• _EXERCISE PROMPT_: Write out exactly, with no other output, the lines below from the one that contains "visible neighboring brick" through the end.
★ ★ ★ ★
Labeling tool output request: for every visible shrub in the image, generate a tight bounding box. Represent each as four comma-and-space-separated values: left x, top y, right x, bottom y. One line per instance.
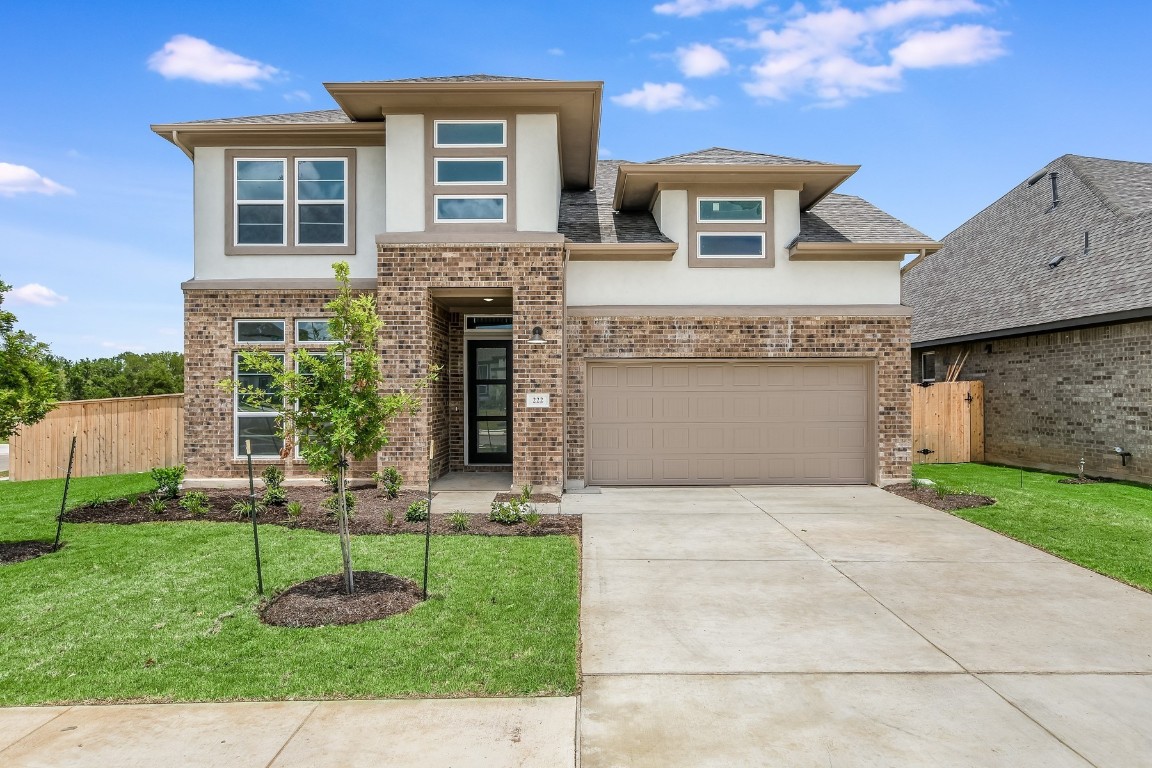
231, 498, 267, 519
406, 499, 429, 522
286, 501, 303, 526
145, 495, 167, 515
263, 486, 288, 507
447, 511, 470, 532
489, 499, 523, 525
384, 508, 395, 527
373, 467, 403, 499
179, 491, 209, 517
523, 510, 541, 528
261, 466, 286, 506
321, 473, 341, 493
150, 465, 185, 500
517, 483, 534, 503
322, 492, 356, 519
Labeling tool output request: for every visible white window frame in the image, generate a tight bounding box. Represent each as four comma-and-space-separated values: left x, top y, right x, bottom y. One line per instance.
433, 119, 507, 148
233, 158, 287, 247
696, 232, 767, 259
294, 318, 336, 345
234, 352, 285, 459
235, 319, 286, 344
434, 195, 508, 224
294, 157, 348, 247
433, 157, 507, 186
696, 196, 766, 224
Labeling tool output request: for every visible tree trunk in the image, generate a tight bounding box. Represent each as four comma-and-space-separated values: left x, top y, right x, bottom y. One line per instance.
337, 451, 355, 595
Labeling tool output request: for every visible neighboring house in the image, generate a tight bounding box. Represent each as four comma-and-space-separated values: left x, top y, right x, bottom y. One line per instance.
153, 75, 938, 493
903, 154, 1152, 483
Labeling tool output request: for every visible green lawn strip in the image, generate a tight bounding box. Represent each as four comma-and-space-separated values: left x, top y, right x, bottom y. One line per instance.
0, 474, 579, 705
912, 463, 1152, 592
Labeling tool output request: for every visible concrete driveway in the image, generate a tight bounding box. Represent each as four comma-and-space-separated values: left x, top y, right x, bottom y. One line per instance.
569, 486, 1152, 767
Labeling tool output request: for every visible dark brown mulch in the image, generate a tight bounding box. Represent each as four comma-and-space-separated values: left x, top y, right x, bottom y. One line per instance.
0, 541, 57, 565
63, 486, 580, 537
1058, 477, 1100, 485
260, 571, 423, 627
494, 491, 562, 504
885, 483, 996, 511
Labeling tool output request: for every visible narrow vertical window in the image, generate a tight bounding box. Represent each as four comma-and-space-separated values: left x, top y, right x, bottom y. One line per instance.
235, 160, 286, 245
235, 353, 285, 457
297, 159, 346, 245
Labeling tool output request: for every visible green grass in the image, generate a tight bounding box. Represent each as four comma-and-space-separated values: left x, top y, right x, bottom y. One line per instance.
913, 463, 1152, 591
0, 473, 579, 705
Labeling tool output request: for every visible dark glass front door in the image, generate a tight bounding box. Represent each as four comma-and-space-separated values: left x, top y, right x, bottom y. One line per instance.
467, 339, 512, 464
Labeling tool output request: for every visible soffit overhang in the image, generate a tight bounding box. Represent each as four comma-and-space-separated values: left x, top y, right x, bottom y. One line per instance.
150, 123, 386, 159
324, 80, 603, 190
790, 242, 942, 261
613, 163, 860, 212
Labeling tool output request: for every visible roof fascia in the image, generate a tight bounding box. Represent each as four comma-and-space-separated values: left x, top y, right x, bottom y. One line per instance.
912, 307, 1152, 348
792, 242, 941, 261
151, 123, 385, 153
565, 242, 676, 261
613, 163, 859, 212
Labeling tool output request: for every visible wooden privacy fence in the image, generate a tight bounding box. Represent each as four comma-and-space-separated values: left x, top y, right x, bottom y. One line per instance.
912, 381, 985, 464
9, 395, 184, 481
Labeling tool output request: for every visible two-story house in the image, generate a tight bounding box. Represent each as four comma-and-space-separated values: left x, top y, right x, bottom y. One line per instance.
153, 75, 939, 493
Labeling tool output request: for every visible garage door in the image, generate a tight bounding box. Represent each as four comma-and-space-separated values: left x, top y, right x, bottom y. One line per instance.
587, 360, 870, 485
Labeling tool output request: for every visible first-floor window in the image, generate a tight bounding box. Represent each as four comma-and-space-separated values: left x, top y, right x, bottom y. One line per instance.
235, 353, 284, 457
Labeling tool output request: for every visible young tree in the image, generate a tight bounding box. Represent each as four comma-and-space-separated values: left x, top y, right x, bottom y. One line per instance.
224, 262, 435, 594
0, 280, 60, 441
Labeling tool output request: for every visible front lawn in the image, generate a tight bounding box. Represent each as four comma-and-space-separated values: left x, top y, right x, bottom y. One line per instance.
912, 463, 1152, 591
0, 473, 579, 705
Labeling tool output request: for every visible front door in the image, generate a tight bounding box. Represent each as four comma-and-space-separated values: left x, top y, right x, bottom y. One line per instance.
467, 339, 512, 464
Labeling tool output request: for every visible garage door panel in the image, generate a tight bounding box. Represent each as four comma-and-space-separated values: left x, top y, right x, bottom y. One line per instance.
588, 361, 870, 485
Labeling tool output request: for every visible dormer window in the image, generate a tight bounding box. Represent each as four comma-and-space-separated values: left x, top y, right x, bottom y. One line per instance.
427, 117, 514, 230
698, 198, 764, 223
689, 192, 773, 268
434, 120, 506, 147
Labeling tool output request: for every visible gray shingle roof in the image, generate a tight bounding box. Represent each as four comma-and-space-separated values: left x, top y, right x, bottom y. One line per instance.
558, 161, 672, 244
168, 110, 352, 126
800, 194, 936, 245
365, 74, 552, 83
903, 154, 1152, 344
647, 147, 832, 166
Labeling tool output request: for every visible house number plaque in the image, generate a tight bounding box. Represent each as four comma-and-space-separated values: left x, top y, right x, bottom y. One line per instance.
526, 393, 550, 408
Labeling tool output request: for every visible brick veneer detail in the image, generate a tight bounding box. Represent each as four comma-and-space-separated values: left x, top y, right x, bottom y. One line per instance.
566, 314, 913, 485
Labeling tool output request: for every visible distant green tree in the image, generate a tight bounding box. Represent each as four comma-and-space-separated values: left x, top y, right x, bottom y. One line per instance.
56, 351, 183, 400
0, 280, 60, 441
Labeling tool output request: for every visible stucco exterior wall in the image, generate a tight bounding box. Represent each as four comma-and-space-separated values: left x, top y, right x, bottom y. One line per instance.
384, 114, 425, 232
515, 113, 561, 232
192, 147, 384, 280
566, 188, 902, 306
916, 319, 1152, 483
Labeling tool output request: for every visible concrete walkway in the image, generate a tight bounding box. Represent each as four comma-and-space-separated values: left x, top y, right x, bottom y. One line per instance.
4, 486, 1152, 766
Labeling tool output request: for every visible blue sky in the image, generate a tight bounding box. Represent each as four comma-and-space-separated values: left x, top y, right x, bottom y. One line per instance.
2, 0, 1151, 360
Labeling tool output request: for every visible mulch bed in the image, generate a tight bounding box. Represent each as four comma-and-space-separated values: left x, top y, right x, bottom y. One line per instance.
0, 541, 57, 565
260, 571, 424, 627
494, 492, 562, 504
63, 486, 580, 537
885, 483, 996, 511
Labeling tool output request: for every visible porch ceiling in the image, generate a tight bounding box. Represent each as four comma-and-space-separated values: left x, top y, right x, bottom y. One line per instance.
428, 286, 513, 311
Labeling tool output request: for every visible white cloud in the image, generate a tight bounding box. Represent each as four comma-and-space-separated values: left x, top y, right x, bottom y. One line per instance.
0, 163, 74, 197
6, 283, 68, 307
654, 0, 762, 17
147, 34, 279, 88
739, 0, 1006, 105
547, 47, 565, 56
677, 43, 731, 77
283, 89, 312, 102
891, 24, 1007, 68
611, 82, 715, 112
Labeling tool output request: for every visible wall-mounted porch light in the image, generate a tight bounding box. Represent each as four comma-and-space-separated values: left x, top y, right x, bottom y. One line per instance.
528, 326, 546, 345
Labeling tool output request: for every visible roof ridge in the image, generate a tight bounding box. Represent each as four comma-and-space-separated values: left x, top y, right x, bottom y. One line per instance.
1061, 154, 1143, 220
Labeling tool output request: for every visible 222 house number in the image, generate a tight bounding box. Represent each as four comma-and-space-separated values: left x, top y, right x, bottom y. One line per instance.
526, 393, 550, 408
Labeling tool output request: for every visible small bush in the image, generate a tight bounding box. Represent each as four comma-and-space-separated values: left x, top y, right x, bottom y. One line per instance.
489, 499, 523, 525
263, 486, 288, 507
322, 492, 357, 518
150, 465, 185, 500
286, 501, 303, 526
406, 499, 429, 522
261, 464, 285, 489
179, 491, 209, 517
231, 498, 267, 519
373, 467, 403, 499
145, 495, 167, 515
384, 508, 395, 527
523, 510, 541, 528
447, 511, 470, 532
322, 473, 341, 493
517, 483, 534, 503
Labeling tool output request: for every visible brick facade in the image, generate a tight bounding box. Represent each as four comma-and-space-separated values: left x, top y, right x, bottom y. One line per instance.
566, 313, 913, 485
916, 319, 1152, 483
182, 287, 376, 481
377, 239, 566, 492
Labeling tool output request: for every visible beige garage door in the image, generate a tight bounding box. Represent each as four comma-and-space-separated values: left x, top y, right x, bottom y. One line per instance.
587, 360, 870, 485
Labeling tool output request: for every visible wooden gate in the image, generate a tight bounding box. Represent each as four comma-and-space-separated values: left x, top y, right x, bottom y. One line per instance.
912, 381, 984, 464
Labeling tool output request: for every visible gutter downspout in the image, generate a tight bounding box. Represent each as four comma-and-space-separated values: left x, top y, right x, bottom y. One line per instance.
171, 130, 193, 161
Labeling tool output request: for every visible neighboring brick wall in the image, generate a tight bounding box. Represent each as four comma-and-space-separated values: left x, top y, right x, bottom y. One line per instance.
377, 240, 566, 491
917, 319, 1152, 482
427, 300, 451, 479
182, 288, 375, 481
566, 314, 913, 485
★ ★ ★ ★
• _TASK ANSWER_:
Labeling tool output request: for every visible neighboring brick wall in the image, generate a tight bounding box. Represent each as four comma-and-space-separated values: left x, top y, right x, bottom y. One line per instance.
377, 240, 566, 491
917, 319, 1152, 482
427, 300, 451, 479
182, 288, 375, 481
566, 314, 913, 485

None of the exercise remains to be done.